Things to do
1 – According to the judgment, what was the registration number of the Matador the deceased hired?
2 – Rewrite the part of the judgment that begins at the words "Gujarat High Court" and stops after "D.C. Srivastava, J.", replacing "Bench" with "Coram".
3 – For each statement, say whether the judgment supports it, and quote the words that decide it: (a) The owner of the Matador was driving it at the time of the accident. (b) The Tribunal awarded interest at the rate of 9 per cent. (c) The cross-objection was dismissed as withdrawn.

Extract to read

-- BEGIN --

Gujarat High Court
Oriental Insurance Co. Ltd. vs Rajiben And Ors. on 15 February, 2000
Equivalent citations: 2002ACJ404
Author: D.C. Srivastava
Bench: D.C. Srivastava, H.K. Rathod
JUDGMENT D.C. Srivastava, J.
1. The fact giving rise to this appeal and cross-objections can briefly be narrated as under:
One Rajiben, the widow of Sendhabhai Lavjibhai Chaudhari filed Motor Accident Claim Petition No. 106 of 1980 claiming compensation for death of her husband Sendhabhai. The deceased hired Matador No. GTF 4051 for going to Ahmedabad for purchasing one electric motor from Ahmedabad which was to be installed in the well situated in the field of the deceased. The accident took place on 9.10.79 when Sendhabhai was returning from Ahmedabad along with electric motor on the hired Matador at about 6.30 a.m. The deceased was sitting along with the driver in the driver's cabin of the Matador. The owner of the Matador was also in the said vehicle. Amrutpuri Hirapuri Goswami was driving the Matador. The two camel carts were proceeding on the National Highway from Baliasan towards Mehsana. It was alleged that the driver was driving the vehicle rashly and negligently and dashed with the said camel cart as a result of which the accident took place. The camels of both the carts also sustained injuries and the Matador was damaged. The Claim Petition No. 106 of 1980 was confined to compensation for fatal injuries to Sendhabhai who expired on account of the injuries sustained in the accident.
2. The petition was contested by the owners and the respondents. The cross-objection was filed against the award of the Tribunal claiming more compensation. However, Mr. V.C. Desai, learned Counsel for respondent Nos. 1 to 4, who filed the cross-objection, stated that he may be permitted to withdraw the cross-objection. Accordingly, the cross-objection is dismissed as withdrawn.
3. After considering the respective pleadings of the parties and the evidence adduced by them, the Tribunal awarded Rs. 1,47,500 as compensation together with interest at the rate of 6 per cent from the date of application till realisation with proportionate costs.
4. The present appeal has been filed by Oriental Insurance Co. Ltd. with which the Matador in question was insured.
5. Mr. Mehta, learned Counsel for the appellant raised only one contention that the award of the Tribunal against the insurance company cannot be sustained in terms of the insurance policy and also in view of latest pronouncement of the Apex Court in Mallawwa v. Oriental Insurance Co. Ltd. 1999 ACJ 1 (SC). Mr. V.C. Desai, learned Counsel for the respondent Nos. 2 to 4 argues that in view of conditions of permit under which the Matador was plying the owner of the goods was permitted to sit in the vehicle and travel in the same and as such, the insurance company is liable to pay compensation.

-- END --

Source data
-- BEGIN --

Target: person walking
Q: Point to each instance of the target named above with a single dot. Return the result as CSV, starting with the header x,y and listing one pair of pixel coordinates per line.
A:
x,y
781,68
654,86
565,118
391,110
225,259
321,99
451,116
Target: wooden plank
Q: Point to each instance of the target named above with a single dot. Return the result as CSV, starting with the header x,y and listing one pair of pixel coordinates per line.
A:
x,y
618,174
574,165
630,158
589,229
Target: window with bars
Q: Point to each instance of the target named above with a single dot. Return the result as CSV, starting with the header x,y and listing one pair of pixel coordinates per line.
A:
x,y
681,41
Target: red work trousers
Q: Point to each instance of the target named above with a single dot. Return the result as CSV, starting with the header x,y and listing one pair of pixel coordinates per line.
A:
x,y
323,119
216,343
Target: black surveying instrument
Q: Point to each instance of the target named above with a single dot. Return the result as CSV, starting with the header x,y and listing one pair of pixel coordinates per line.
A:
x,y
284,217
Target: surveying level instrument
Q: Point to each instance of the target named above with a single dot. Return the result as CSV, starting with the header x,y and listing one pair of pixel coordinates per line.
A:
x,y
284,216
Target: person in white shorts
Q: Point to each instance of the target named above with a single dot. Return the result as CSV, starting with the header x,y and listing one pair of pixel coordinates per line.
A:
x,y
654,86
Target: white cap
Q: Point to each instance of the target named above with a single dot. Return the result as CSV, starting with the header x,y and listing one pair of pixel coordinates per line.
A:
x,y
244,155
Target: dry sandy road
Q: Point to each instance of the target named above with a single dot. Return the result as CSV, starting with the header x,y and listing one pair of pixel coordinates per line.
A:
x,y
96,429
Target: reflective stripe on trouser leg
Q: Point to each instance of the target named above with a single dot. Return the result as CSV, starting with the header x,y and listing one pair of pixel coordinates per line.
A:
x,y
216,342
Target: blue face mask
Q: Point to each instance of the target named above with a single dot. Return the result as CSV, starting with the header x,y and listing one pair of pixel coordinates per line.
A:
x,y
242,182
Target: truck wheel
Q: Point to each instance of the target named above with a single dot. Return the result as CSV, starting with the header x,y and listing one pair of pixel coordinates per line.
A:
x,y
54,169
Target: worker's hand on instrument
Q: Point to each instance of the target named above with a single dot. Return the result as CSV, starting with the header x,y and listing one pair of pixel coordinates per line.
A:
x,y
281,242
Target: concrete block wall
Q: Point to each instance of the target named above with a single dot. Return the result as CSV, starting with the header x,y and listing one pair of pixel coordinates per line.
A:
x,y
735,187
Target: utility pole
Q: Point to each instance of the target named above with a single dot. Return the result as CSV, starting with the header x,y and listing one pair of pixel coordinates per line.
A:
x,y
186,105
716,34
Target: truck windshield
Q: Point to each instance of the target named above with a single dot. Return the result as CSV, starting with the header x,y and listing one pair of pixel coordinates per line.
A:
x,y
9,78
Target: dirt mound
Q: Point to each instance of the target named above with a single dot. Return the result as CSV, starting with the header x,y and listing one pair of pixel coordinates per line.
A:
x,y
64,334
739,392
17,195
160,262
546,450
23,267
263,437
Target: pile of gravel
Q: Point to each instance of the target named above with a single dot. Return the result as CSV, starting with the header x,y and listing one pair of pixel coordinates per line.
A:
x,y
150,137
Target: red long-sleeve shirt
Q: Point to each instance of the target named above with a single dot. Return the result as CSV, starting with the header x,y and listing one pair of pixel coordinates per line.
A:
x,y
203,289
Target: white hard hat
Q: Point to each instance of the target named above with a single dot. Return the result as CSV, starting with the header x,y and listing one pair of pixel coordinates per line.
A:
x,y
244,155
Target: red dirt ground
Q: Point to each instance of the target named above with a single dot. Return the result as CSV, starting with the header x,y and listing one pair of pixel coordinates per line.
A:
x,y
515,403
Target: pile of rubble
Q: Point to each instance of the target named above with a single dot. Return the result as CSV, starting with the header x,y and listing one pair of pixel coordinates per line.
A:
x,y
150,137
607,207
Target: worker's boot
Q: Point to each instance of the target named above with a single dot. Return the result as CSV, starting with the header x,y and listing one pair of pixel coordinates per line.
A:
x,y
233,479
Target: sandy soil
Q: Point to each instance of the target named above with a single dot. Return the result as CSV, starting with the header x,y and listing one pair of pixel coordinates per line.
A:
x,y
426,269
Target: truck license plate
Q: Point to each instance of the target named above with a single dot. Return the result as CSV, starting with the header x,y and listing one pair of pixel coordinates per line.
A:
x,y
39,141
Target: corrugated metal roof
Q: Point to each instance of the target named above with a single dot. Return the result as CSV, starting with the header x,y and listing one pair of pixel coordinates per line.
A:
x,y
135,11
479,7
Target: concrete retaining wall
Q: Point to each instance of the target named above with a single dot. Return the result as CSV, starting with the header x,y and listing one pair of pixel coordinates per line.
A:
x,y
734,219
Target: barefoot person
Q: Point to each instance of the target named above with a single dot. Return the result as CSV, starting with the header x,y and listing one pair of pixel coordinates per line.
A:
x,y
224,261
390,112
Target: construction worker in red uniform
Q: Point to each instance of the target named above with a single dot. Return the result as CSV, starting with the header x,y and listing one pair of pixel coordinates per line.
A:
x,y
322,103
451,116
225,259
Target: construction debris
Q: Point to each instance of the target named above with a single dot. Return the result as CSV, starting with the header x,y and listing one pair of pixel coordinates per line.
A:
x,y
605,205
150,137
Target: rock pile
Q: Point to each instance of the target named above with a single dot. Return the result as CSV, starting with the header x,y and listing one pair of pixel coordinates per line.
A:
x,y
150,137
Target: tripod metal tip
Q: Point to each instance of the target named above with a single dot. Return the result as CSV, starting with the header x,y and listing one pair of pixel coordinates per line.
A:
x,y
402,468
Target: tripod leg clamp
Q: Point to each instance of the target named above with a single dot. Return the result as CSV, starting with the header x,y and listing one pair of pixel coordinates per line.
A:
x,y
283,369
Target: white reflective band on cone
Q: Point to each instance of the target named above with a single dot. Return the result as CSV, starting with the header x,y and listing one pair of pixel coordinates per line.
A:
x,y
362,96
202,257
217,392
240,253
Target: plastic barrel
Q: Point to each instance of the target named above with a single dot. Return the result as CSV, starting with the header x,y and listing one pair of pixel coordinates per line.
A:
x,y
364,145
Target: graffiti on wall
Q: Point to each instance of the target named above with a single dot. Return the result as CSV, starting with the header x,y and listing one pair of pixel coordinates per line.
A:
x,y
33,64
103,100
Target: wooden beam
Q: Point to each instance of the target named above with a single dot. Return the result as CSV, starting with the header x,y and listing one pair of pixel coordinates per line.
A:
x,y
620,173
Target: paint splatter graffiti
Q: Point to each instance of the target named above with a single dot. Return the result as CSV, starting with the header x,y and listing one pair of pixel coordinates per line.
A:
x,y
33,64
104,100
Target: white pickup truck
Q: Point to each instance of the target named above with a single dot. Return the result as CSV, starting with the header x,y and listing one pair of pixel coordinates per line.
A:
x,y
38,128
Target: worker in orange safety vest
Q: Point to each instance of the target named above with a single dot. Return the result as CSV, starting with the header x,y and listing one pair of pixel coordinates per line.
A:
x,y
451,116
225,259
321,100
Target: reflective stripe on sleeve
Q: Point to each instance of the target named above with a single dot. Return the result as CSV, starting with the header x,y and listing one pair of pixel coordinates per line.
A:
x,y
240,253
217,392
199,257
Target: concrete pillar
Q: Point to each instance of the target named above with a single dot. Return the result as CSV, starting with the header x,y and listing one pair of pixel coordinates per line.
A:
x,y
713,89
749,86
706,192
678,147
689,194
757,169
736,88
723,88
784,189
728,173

-- END --

Answers
1 – GTF 4051

2 –
Gujarat High Court
Oriental Insurance Co. Ltd. vs Rajiben And Ors. on 15 February, 2000
Equivalent citations: 2002ACJ404
Author: D.C. Srivastava
Coram: D.C. Srivastava, H.K. Rathod
JUDGMENT D.C. Srivastava, J.

3 –
(a) No: "Amrutpuri Hirapuri Goswami was driving the Matador."
(b) No: "interest at the rate of 6 per cent from the date of application till realisation"
(c) Yes: "Accordingly, the cross-objection is dismissed as withdrawn."